__Exercise details__: Your task is to copy the material exactly.

__Given entries__:
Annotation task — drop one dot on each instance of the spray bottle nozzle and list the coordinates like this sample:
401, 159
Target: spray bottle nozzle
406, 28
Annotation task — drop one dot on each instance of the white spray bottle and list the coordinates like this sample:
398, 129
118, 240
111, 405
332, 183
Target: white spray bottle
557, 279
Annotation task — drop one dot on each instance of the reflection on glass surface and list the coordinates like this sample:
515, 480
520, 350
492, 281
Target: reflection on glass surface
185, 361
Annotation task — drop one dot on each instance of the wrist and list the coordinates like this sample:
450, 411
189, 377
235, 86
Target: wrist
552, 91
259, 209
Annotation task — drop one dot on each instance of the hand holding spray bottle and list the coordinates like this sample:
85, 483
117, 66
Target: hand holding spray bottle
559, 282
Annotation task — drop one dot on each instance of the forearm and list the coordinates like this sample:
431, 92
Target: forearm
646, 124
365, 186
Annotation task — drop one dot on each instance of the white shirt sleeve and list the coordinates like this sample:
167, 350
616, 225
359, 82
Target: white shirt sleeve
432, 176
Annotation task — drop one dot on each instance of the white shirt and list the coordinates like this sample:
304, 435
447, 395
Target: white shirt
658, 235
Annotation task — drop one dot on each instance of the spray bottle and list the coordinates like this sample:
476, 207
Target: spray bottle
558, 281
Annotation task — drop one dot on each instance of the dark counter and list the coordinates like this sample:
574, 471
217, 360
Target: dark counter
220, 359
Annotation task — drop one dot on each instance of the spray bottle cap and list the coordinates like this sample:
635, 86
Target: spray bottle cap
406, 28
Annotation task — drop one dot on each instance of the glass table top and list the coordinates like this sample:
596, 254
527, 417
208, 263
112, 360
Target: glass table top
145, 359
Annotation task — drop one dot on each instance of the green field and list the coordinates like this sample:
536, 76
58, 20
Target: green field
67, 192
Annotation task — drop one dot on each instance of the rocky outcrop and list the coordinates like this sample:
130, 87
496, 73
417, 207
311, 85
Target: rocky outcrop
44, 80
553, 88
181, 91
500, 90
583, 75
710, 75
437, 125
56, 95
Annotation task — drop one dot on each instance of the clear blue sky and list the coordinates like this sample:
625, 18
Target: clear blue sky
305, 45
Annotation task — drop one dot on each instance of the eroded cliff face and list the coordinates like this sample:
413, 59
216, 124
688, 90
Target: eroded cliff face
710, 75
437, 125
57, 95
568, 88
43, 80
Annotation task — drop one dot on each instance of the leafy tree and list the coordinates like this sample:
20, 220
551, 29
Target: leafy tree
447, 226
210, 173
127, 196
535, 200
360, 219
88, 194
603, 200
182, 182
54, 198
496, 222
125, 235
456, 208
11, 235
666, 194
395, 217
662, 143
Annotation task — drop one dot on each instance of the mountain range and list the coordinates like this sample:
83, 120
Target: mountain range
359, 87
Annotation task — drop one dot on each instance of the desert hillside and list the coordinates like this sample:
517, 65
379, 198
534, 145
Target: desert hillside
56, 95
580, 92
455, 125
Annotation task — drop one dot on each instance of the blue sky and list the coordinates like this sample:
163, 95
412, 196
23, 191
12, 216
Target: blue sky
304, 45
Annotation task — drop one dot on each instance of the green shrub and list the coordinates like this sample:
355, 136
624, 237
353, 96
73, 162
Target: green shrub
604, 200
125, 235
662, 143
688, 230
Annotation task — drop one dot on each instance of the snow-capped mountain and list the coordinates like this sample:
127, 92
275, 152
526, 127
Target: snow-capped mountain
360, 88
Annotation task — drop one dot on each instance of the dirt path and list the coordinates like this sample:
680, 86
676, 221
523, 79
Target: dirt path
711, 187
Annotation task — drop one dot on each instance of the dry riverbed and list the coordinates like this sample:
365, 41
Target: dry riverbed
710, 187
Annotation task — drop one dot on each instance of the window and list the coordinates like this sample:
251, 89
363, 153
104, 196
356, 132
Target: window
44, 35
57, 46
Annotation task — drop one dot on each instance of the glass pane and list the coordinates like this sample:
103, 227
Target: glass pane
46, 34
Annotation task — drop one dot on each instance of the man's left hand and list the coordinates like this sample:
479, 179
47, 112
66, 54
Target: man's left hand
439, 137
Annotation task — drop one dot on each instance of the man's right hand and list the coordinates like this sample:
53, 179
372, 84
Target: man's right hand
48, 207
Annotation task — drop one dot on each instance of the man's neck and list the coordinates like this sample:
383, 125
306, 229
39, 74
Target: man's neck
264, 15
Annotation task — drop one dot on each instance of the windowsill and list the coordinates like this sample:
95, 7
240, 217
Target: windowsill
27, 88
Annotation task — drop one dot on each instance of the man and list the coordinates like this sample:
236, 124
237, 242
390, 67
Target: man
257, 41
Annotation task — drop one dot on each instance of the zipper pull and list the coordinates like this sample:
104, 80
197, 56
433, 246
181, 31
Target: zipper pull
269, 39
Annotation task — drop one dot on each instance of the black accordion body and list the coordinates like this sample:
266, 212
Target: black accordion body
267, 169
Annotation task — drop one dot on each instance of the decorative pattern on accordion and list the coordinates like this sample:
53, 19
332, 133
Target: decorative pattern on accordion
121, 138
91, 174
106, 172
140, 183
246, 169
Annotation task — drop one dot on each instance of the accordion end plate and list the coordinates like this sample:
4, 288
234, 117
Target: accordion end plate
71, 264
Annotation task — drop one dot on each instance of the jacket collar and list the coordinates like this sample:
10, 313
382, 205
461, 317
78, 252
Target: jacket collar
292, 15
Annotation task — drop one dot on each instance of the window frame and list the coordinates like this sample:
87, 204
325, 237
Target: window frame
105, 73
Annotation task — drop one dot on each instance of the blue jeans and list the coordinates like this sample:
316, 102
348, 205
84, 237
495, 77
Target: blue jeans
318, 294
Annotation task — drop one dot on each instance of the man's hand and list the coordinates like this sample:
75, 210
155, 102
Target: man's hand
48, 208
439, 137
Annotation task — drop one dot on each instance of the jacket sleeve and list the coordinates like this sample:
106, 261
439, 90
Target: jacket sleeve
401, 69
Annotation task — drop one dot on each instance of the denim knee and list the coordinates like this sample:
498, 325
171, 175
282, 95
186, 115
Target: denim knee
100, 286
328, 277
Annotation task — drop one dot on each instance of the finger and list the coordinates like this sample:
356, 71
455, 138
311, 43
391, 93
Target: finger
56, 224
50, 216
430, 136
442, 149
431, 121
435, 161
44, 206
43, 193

__Written solution__:
Annotation task — drop one dot on each instance of the spray bottle nozzle and list the coordinates like this sample:
401, 159
Target: spray bottle nozzle
406, 28
Annotation task — drop one dot on each instance of the white spray bottle and list the coordinates like this sample:
398, 129
118, 240
111, 405
332, 183
Target: white spray bottle
557, 279
Annotation task — drop one dot on each instance of the reflection on glass surface and list the coordinates like this sample:
515, 480
520, 350
492, 281
Target: reflection on glass surface
185, 361
Annotation task — drop one dot on each instance of the wrist and list the coordinates like this sample:
450, 411
189, 377
235, 86
Target: wrist
552, 91
259, 209
Annotation task — drop one dot on each instance of the hand holding spray bottle and list the coordinates like this sample:
85, 483
117, 66
Target: hand holding spray bottle
559, 282
Annotation task — drop one dot on each instance of the forearm and list the coordinates like this sample:
431, 92
Target: forearm
646, 124
365, 186
Annotation task — drop one dot on each instance of the white shirt sleeve and list the coordinates like this sample:
167, 350
616, 225
359, 82
Target: white shirt sleeve
432, 176
Annotation task — drop one dot on each instance of the white shirt and list the coordinates like this sample:
304, 435
447, 395
Target: white shirt
658, 235
Annotation task — drop one dot on each instance of the spray bottle and list the coordinates like this sample:
476, 207
Target: spray bottle
558, 281
Annotation task — drop one dot on each instance of the dark counter and list the coordinates like this sample:
574, 471
217, 360
Target: dark counter
220, 359
Annotation task — drop one dot on each instance of the spray bottle cap and list the coordinates like this sample:
635, 86
Target: spray bottle cap
406, 28
Annotation task — drop one dot on each instance of the glass table top and list the coordinates like this sample:
596, 254
527, 417
208, 263
112, 360
Target: glass table top
145, 359
Annotation task — drop one dot on each instance of the green field and list the coordinates like this sample:
536, 76
58, 20
Target: green field
67, 192
Annotation task — drop one dot on each instance of the rocky outcrop and list the coordinates like this sample:
130, 87
496, 73
417, 207
311, 85
Target: rocky outcrop
44, 80
553, 88
181, 91
500, 90
583, 75
710, 75
437, 125
56, 95
Annotation task — drop one dot on each instance of the clear blue sky and list the coordinates like this sample:
625, 18
Target: clear blue sky
305, 45
Annotation task — drop one dot on each instance of the eroded cliff face and list the coordinates like this sample:
413, 59
216, 124
688, 90
Target: eroded cliff face
710, 75
437, 125
57, 95
568, 88
43, 80
Annotation task — drop one dot on each instance of the leafy tree and list the coordinates like this sample:
20, 220
551, 29
Target: leafy tree
447, 226
210, 173
127, 196
535, 200
360, 219
88, 194
603, 200
182, 182
54, 198
496, 222
125, 235
456, 208
11, 235
666, 194
395, 217
662, 143
Annotation task — drop one dot on each instance of the mountain range and list the coordinates like this sample:
83, 120
Target: mountain range
359, 87
Annotation task — drop one dot on each instance of the desert hillside and list the coordinates like this sample:
517, 65
379, 198
534, 145
Target: desert hillside
56, 95
580, 92
455, 125
Annotation task — drop one dot on each instance of the blue sky and list the coordinates like this sample:
163, 95
412, 196
23, 191
12, 216
Target: blue sky
304, 45
Annotation task — drop one dot on each instance of the green shrub and list the coordinates like this sample:
355, 136
624, 237
353, 96
73, 162
Target: green shrub
604, 200
125, 235
662, 143
688, 230
Annotation task — drop one dot on each instance of the snow-capped mountain and list the coordinates like this sample:
127, 92
275, 152
526, 127
Target: snow-capped mountain
360, 88
Annotation task — drop one dot on each instance of the dirt path and list the coordinates like this sample:
680, 86
676, 221
523, 79
Target: dirt path
711, 187
Annotation task — drop one dot on each instance of the dry riverbed and list the coordinates like this sample:
365, 41
Target: dry riverbed
710, 187
Annotation task — drop one dot on each instance of the window and list the coordinates like this sample:
251, 89
363, 153
104, 196
356, 132
Target: window
44, 35
57, 46
Annotation task — drop one dot on each instance of the glass pane and list the coordinates like this sample:
103, 227
Target: glass pane
46, 34
Annotation task — drop one dot on each instance of the man's left hand and list the coordinates like this sample:
479, 179
47, 112
66, 54
Target: man's left hand
439, 137
Annotation task — drop one dot on each instance of the man's right hand and list the coordinates like this sample:
53, 179
372, 84
Target: man's right hand
48, 207
Annotation task — drop one dot on each instance of the man's neck and list the coordinates like this sample:
383, 125
306, 229
39, 74
Target: man's neck
264, 15
Annotation task — drop one dot on each instance of the windowsill and list the coordinates like this sample:
95, 7
240, 217
Target: windowsill
27, 88
Annotation task — drop one dot on each instance of the man and list the coordinates like this sample:
236, 124
237, 242
390, 67
Target: man
257, 41
Annotation task — drop one dot on each instance of the zipper pull and list the coordinates like this sample:
104, 80
197, 56
433, 246
181, 31
Target: zipper pull
269, 39
Annotation task — drop one dot on each instance of the black accordion body and list the coordinates like this sample:
266, 212
Target: black accordion body
267, 169
Annotation task — drop one dot on each instance of the decorative pattern on accordion and list the coordinates like this sample:
53, 19
332, 133
Target: decorative pattern on accordion
121, 138
91, 174
106, 172
140, 183
246, 169
Annotation task — drop one dot on each instance of the accordion end plate and list the coordinates like this sample:
4, 288
234, 117
Target: accordion end plate
71, 264
Annotation task — drop one dot on each instance of the jacket collar and list the coordinates like this sample:
10, 313
382, 205
461, 317
78, 252
Target: jacket collar
292, 15
Annotation task — drop one dot on each instance of the window frame and list the coordinates like this sample:
87, 204
325, 237
Target: window frame
105, 73
Annotation task — drop one dot on each instance of the blue jeans and list the coordinates like this sample:
316, 102
348, 205
84, 237
495, 77
Target: blue jeans
318, 294
Annotation task — drop one dot on each instance of the man's hand and list the coordinates like this sample:
75, 210
155, 102
Target: man's hand
48, 208
439, 137
Annotation task — drop one dot on each instance of the jacket sleeve and list the coordinates like this sample:
106, 261
439, 90
Target: jacket sleeve
401, 69
Annotation task — drop one dot on each instance of the denim knee and list the coordinates like this sample:
498, 325
171, 175
282, 95
186, 115
Target: denim knee
100, 286
328, 277
Annotation task — drop one dot on each instance of the finger and list the coordinates like this sample:
356, 71
455, 138
311, 43
391, 93
Target: finger
56, 224
50, 216
430, 136
442, 149
431, 121
435, 161
44, 206
43, 193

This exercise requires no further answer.